■ What you should do ■
Write out each line beneath this one exactly as it reads.
>> Start
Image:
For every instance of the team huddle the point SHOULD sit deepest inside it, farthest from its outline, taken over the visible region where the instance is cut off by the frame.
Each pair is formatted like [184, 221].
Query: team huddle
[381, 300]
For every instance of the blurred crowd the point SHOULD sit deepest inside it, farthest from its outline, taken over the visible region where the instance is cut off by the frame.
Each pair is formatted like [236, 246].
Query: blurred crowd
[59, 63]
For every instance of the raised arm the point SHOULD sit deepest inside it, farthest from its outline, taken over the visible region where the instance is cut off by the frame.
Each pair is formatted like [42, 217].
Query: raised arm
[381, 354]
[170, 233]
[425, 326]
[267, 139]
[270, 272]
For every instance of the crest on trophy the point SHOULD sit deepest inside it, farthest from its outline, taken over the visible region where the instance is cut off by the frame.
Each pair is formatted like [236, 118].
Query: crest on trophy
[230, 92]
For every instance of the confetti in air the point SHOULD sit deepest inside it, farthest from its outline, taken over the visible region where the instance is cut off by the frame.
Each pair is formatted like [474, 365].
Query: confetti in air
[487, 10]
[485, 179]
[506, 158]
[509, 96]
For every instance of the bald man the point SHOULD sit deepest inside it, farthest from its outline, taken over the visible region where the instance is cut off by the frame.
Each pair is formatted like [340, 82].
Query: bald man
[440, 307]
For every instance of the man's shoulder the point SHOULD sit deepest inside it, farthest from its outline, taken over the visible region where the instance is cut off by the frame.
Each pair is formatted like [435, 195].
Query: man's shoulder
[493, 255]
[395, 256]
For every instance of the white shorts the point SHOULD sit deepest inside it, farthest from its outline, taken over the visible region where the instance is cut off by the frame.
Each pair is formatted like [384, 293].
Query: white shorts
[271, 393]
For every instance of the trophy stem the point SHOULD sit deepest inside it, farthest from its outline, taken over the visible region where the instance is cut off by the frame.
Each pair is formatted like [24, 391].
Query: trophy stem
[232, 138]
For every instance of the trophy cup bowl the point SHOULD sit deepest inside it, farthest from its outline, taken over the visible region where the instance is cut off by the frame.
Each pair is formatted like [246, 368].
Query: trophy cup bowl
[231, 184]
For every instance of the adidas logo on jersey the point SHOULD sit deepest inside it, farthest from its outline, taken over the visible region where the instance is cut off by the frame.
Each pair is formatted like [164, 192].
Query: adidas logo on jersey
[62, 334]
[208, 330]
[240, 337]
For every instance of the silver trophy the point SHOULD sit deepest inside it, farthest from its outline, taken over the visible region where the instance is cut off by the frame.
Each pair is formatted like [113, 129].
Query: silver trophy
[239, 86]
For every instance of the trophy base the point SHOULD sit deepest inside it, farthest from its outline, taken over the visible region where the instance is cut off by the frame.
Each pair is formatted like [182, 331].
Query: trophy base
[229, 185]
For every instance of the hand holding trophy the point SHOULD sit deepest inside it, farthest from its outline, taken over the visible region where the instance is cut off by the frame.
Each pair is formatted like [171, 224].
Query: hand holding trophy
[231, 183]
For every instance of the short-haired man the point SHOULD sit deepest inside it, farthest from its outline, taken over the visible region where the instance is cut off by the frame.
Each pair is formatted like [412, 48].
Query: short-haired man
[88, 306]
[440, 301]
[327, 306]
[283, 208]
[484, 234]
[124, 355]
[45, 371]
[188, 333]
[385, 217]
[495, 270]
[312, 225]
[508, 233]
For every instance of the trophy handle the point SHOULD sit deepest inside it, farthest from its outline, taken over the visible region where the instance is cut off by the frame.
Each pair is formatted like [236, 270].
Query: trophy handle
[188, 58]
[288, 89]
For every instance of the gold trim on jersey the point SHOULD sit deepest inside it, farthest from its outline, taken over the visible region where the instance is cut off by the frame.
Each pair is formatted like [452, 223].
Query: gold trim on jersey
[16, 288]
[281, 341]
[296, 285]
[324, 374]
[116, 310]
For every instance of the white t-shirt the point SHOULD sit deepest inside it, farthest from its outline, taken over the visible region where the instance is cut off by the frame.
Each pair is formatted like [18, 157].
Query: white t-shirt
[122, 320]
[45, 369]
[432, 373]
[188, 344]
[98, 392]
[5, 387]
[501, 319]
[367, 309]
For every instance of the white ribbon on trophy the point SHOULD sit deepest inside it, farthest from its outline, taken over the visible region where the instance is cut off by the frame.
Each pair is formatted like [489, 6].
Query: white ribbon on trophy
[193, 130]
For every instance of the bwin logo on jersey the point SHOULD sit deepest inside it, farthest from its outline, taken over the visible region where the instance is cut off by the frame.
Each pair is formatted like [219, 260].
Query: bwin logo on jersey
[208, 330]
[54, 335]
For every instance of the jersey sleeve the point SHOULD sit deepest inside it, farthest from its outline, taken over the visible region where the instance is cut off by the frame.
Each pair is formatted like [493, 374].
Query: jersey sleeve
>> End
■ Full solution ■
Image:
For every instance of the team huddle the point SHOULD sit deepest inside it, farthest from its outline, taken over the visible region where the instance is cut off by the frame.
Each pair is formatted like [184, 221].
Query: team huddle
[381, 300]
For every instance of the blurred crowd the point SHOULD sit deepest inside it, farthest from its outline, taken over the visible region where the instance is cut off by the frame.
Each pair is formatted like [236, 246].
Query: blurred crowd
[59, 63]
For every instance of the raised arm the point SHOULD sit deepest inside it, farthest from its outline, taken over the visible region where the instance is cut off by the frame.
Each pair is formatted like [42, 217].
Query: raised arm
[381, 354]
[170, 233]
[425, 326]
[267, 139]
[270, 272]
For every instance of the crest on trophy the point SHOULD sit deepest inside it, farthest from its outline, taken over the visible region where the instance is cut off by the frame.
Each pair is formatted like [236, 118].
Query: crest on trophy
[230, 92]
For every instance of the confetti in air the point SHOULD sit deepest inside it, farthest from its outline, taken over the visible region where the instance is cut off by the frame.
Each pair is formatted like [474, 365].
Query: confetti in air
[487, 10]
[485, 179]
[506, 158]
[509, 96]
For every instance of the bald man the point SHOULD sit deepest inside it, farthest from its outline, taken over the visible region where the instance is cut off by the frame.
Each pair is formatted like [340, 82].
Query: bald man
[440, 307]
For every instance of the man's shoulder the point SHOULD sit deepest inside it, farthest from its outline, taken over the visible region where the instance is cut off by the frame.
Each pair is formatted like [435, 195].
Query: man's shoulder
[493, 255]
[395, 256]
For every instance of the white shorts the point SHOULD sit deepest inside it, farthest from its outline, taken over the visible region where the instance is cut off by the frame.
Each pair is formatted like [384, 293].
Query: white shorts
[271, 393]
For every instance of the trophy stem the point SHOULD sit deepest inside it, farthest from its outline, taken over the visible region where the instance is cut off by the frame.
Each pair is formatted like [24, 391].
Query: trophy stem
[232, 138]
For every instance of the trophy cup bowl the point SHOULD sit deepest inside it, farthest from its outline, taken over the visible region where the instance is cut off by the frame.
Each pair is formatted like [246, 368].
Query: trophy cup bowl
[231, 184]
For every instance of the adidas logo on jersey the point SHOULD sit deepest inside it, farthest from its outline, taken over the visible region where the instance is cut off by the frame.
Each pair is formatted like [164, 192].
Query: adidas logo on jersey
[62, 334]
[208, 330]
[240, 337]
For every instance of the silver trophy the point SHOULD sit deepest inside it, farthest from its outline, taken over the visible region where the instance is cut off by the frame.
Each pair is formatted like [113, 129].
Query: silver trophy
[239, 86]
For every instance of the trophy base the point SHOULD sit deepest inside it, farthest from its outline, taken over the visible region where the instance is cut off by the frame.
Each pair is formatted like [182, 331].
Query: trophy base
[229, 185]
For every instance of the hand holding trophy the point SHOULD sit deepest inside it, farthest from its outline, taken over the visible region where the instance is cut off by the frame.
Each pair is formatted like [171, 224].
Query: hand holding trophy
[231, 183]
For every instance of the short-haired man the point SHOULD sit deepest inside it, farthest from its outline, taken over the visible region where the instance is cut off by the frame.
Each pair is formatted like [412, 48].
Query: short-haired man
[88, 306]
[440, 301]
[327, 306]
[283, 208]
[484, 234]
[124, 355]
[45, 371]
[188, 333]
[385, 217]
[495, 270]
[312, 225]
[508, 233]
For every instance of the trophy handle the point SHOULD sit deepest inside it, farthest from its outline, taken over the visible region where the instance is cut off by the frame.
Each pair is formatted like [236, 270].
Query: trophy handle
[188, 58]
[288, 89]
For every instance of the gold trim on jersey the point SHOULD sit deepest inside it, farthest from its outline, taken over the visible region where the instance is cut off by the frame.
Each pair is formatted like [452, 223].
Query: gold trim on jersey
[16, 288]
[281, 341]
[296, 285]
[324, 374]
[116, 310]
For every instance of the white t-shirt the point SHOULD sit deepest inside it, farthest from its outline, taken over the visible region where the instance is cut off by the frame.
Each pair is formatted like [18, 157].
Query: white t-shirt
[122, 320]
[45, 369]
[432, 373]
[188, 344]
[98, 392]
[5, 387]
[501, 319]
[367, 309]
For every instance of the white ribbon on trophy the point SHOULD sit deepest inside it, farthest from its outline, taken over the visible region where the instance is cut off by the frame.
Each pair is formatted like [489, 6].
Query: white ribbon on trophy
[193, 130]
For every instance of the bwin logo on jersey the point SHOULD sit deepest inside it, farthest from its outline, taken over the visible region where the instance is cut off by the frame.
Each pair is formatted like [219, 260].
Query: bwin logo on jersey
[208, 330]
[54, 335]
For every instance of the jersey sleeve the point SHOULD sit deepest inside it, farthest from its outline, taken over the visible region where the instance is cut off by the frame.
Each pair is formatted like [493, 374].
Query: jersey sleeve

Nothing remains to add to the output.